--- Start Document ---

You can compare this overview (above) to the same view (below) from my March “Pea Patch” entry.

March 05 overlook

I would note that while we’ve managed to get a couple stands of peas going, the slugs and snails have just been a ravaging force this spring. So much rain so frequently is a blessing for the reservoirs and our water bills, but also for the slimy denizens of the garden. They have devoured much more than their share of our lettuce and peas and kale. Patrick finally went to growing them up to a respectable size indoors, and putting them in raised containers with copper taping all around. You can see our re-use of Oakland’s old recycling bins for raised beds, as well as a relocated half barrel, which used to live next to the coop. He also snuck in a tomatillo, which we had decided against this year. They are so incredibly rewarding to grow, however, in their inspiring hardiness, that I knew we’d end up with at least one. You can also see some scarlet runners already in flower on the back fence, which we’re pretty sure are perennial returns from last year. We have some starting from this year’s planting, but they are not quite so ambitious. The lovely spread of blue across the garden is Nigella, or love-in-a-mist, self seeding like mad. We just yank it our wherever we want to plant something. There’re also some lovely poppies brightening the yard. I love the way poppies greet the day so eagerly, opening as soon as the sun arrives. It is wonderful to watch bees use poppy cups as places to wake up and warm up in the morning sun.

In another move to create visual reminders of the living things in the garden for our builder-guests, we planted a fava wall, which is growing with satisfying speed to make a nice edge to the space.

fava wall

Our understanding of the construction that is planned for our part of the house is as follows. The back stairs, which are our access to the yard, are coming down, as is the enclosed porch at the top landing where our washer/dryer live now. They will come into the back mudroom. A new stairway will be built, with three turns, instead of one, so a much shallower incline, and a stop at the deck that will be built in back of the bottom unit. There will be benches on each of the landings, and a small deck at the top. It should truly be quite a lovely improvement, despite our worry about the chaos. We’ve also been assured that the stairs will come down first, but be the first thing to go up once destruction turns to construction. As they are suggesting a month, I am anticipating at least two, but we shall see. This is a view of the stairs pre-destruction.

pre-construction

Summer is always such a busy busy time, with the garden gearing up, the weather luring us out for bike rides, and, of course, money work flowing in like the sunshine. We are grateful for it, but tired, too, and must use it to excuse our infrequent postings to this record. Beyond being crazy busy, though, life is really good. Mornings are my favorite time, especially those when we manage to rise just after the sun, do our exercises, and sit down for a half hour or so to our latest favorite break-fast. It’s a mediterranean-style spread, simple, but very satisfying:

    pita, warmed in the toaster
    olives
    good olive oil
    hummous
    feta (a lovely soft french sheep’s milk)

--- End Document ---

_What to work on_
A. According to the garden entry, what did Patrick put around the raised containers?
B. Extract the passage of the garden entry that opens with the words containing "pre-construction" and closes with "french sheep’s milk)".

--- Start Dataset content ---

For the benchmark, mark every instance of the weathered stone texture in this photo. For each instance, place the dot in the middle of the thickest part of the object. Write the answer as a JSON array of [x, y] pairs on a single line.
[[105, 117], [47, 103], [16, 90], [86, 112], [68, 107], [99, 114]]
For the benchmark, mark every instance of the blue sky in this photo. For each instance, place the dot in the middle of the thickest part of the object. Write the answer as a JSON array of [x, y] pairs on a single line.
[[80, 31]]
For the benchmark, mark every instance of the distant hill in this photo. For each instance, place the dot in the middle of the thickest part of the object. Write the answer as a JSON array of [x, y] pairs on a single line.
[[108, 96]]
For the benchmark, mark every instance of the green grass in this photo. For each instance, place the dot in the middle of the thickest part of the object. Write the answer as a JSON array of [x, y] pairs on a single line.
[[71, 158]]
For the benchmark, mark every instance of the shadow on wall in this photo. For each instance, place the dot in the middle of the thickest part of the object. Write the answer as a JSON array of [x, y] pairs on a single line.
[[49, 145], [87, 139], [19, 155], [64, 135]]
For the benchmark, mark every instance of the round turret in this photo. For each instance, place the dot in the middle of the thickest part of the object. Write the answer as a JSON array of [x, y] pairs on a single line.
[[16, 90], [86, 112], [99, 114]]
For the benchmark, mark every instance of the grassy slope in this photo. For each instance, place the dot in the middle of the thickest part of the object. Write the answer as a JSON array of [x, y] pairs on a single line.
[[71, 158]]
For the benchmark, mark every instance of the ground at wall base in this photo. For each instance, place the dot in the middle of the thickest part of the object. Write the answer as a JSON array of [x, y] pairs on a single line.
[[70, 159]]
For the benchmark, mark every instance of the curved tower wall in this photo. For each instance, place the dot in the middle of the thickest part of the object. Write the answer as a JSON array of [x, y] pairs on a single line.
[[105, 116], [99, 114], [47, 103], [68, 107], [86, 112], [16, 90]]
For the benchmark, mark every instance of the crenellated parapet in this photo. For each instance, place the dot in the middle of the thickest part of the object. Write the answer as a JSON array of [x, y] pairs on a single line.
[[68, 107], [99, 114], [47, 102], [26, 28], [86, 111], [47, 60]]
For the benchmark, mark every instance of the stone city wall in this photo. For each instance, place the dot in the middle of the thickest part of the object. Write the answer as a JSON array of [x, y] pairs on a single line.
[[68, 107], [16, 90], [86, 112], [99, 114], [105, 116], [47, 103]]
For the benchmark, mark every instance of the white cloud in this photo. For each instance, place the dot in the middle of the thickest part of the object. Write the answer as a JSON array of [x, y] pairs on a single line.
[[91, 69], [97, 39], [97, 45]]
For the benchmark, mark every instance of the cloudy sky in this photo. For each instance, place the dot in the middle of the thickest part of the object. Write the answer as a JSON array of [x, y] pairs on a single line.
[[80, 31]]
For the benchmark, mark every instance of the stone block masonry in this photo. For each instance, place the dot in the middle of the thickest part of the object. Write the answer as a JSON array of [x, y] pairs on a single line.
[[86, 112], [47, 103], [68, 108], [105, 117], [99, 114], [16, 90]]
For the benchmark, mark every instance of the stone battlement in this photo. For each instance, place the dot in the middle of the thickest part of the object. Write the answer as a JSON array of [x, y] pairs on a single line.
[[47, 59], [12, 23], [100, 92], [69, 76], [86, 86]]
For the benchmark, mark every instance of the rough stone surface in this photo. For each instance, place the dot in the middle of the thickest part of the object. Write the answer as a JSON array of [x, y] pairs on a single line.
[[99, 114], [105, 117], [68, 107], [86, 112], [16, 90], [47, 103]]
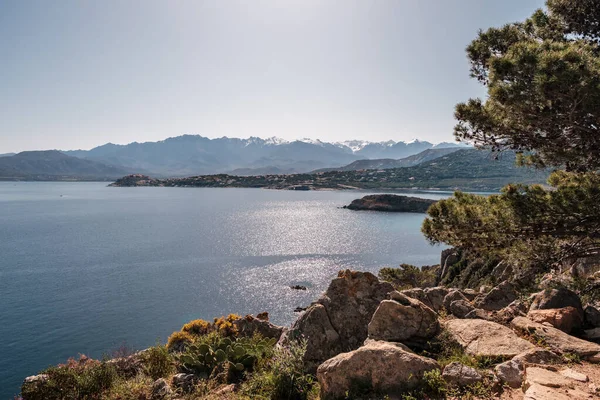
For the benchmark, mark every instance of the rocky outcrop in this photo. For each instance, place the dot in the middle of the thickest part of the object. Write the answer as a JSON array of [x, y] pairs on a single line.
[[497, 298], [384, 367], [510, 373], [486, 339], [403, 319], [556, 298], [457, 374], [392, 203], [566, 319], [556, 339], [338, 320], [249, 326]]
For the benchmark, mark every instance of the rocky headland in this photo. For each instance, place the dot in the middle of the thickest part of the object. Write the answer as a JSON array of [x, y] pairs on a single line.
[[367, 338], [391, 203]]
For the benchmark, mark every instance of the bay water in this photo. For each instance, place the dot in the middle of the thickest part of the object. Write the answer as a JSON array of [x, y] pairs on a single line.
[[85, 268]]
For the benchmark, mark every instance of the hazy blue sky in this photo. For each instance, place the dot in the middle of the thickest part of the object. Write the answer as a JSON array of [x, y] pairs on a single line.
[[76, 74]]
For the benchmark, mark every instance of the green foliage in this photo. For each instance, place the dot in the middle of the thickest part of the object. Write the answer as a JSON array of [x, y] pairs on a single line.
[[528, 225], [408, 276], [283, 377], [158, 362], [77, 379], [240, 354], [543, 83]]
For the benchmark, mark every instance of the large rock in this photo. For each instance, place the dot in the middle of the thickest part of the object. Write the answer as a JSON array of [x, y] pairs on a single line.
[[385, 367], [592, 317], [538, 356], [497, 298], [453, 295], [249, 326], [460, 308], [566, 319], [556, 298], [486, 339], [510, 373], [338, 320], [403, 319], [323, 341], [556, 339], [458, 374]]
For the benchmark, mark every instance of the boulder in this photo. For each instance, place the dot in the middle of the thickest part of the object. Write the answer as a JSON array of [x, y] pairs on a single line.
[[566, 319], [350, 301], [556, 339], [592, 334], [486, 339], [556, 298], [453, 295], [458, 374], [384, 367], [323, 341], [160, 390], [435, 297], [403, 319], [249, 326], [338, 320], [592, 317], [538, 356], [497, 298], [460, 308], [510, 373]]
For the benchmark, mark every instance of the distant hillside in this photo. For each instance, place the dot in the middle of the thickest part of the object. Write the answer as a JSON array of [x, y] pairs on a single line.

--- End Dataset content ---

_Expected outputs_
A. Copper taping.

B.
pre-construction

Summer is always such a busy busy time, with the garden gearing up, the weather luring us out for bike rides, and, of course, money work flowing in like the sunshine. We are grateful for it, but tired, too, and must use it to excuse our infrequent postings to this record. Beyond being crazy busy, though, life is really good. Mornings are my favorite time, especially those when we manage to rise just after the sun, do our exercises, and sit down for a half hour or so to our latest favorite break-fast. It’s a mediterranean-style spread, simple, but very satisfying:

    pita, warmed in the toaster
    olives
    good olive oil
    hummous
    feta (a lovely soft french sheep’s milk)